* _Text section_
╔══

Dark waters https://m.imdb.com/title/tt9071322/
DuPont company and teflon. I have thrown out most of my old frying pans and replaced it with ones without harmful substances that are causing cancer.
Frying pans should be labeled as PTFE, PFOA, and PFAS free.
I’m not the same person as I was before I watched(and later read) Annihilation, particularly in how I think about trauma
Six feet under changed my propective on death for the better too.
As did Dead Like Me.
Battlestar Galactica (the 2004 tv Series). Every time i rewatch it there are always more insights about society, politics, religion and family than anything else i have watched.
It has changed my understanding of human nature dramatically
About war: Grave of the fireflies. About drug: Requiem for a dream.
These two movies leave a scar.
American History X
This movie made me realize, hate is taught. Yes, some people are inherently just evil human beings, but racism for the most part is taught, vulnerable people taken advantage of at an early age, they’re sense of reality warped.
Don’t give me wrong I think after you reach adulthood you are responsible for your own way of thinking but it certainly opened my eyes that it’s REALLY fucking hard to detach from that belief/mindset when it’s been hammered down to you since childhood, even in the most subtle ways.

╚══

* _Point localization data_
╔══

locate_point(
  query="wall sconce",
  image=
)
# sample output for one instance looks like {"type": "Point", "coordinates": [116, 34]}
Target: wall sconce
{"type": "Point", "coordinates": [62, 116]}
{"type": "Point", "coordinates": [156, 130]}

╚══

* _Work request_
Update the film discussion from "Battlestar Galactica (the" to "of reality warped.", inclusive, giving that passage again with "scar" replaced by "wound". The entries are separate material, independent of the film discussion.

* _Task output_
Battlestar Galactica (the 2004 tv Series). Every time i rewatch it there are always more insights about society, politics, religion and family than anything else i have watched.
It has changed my understanding of human nature dramatically
About war: Grave of the fireflies. About drug: Requiem for a dream.
These two movies leave a wound.
American History X
This movie made me realize, hate is taught. Yes, some people are inherently just evil human beings, but racism for the most part is taught, vulnerable people taken advantage of at an early age, they’re sense of reality warped.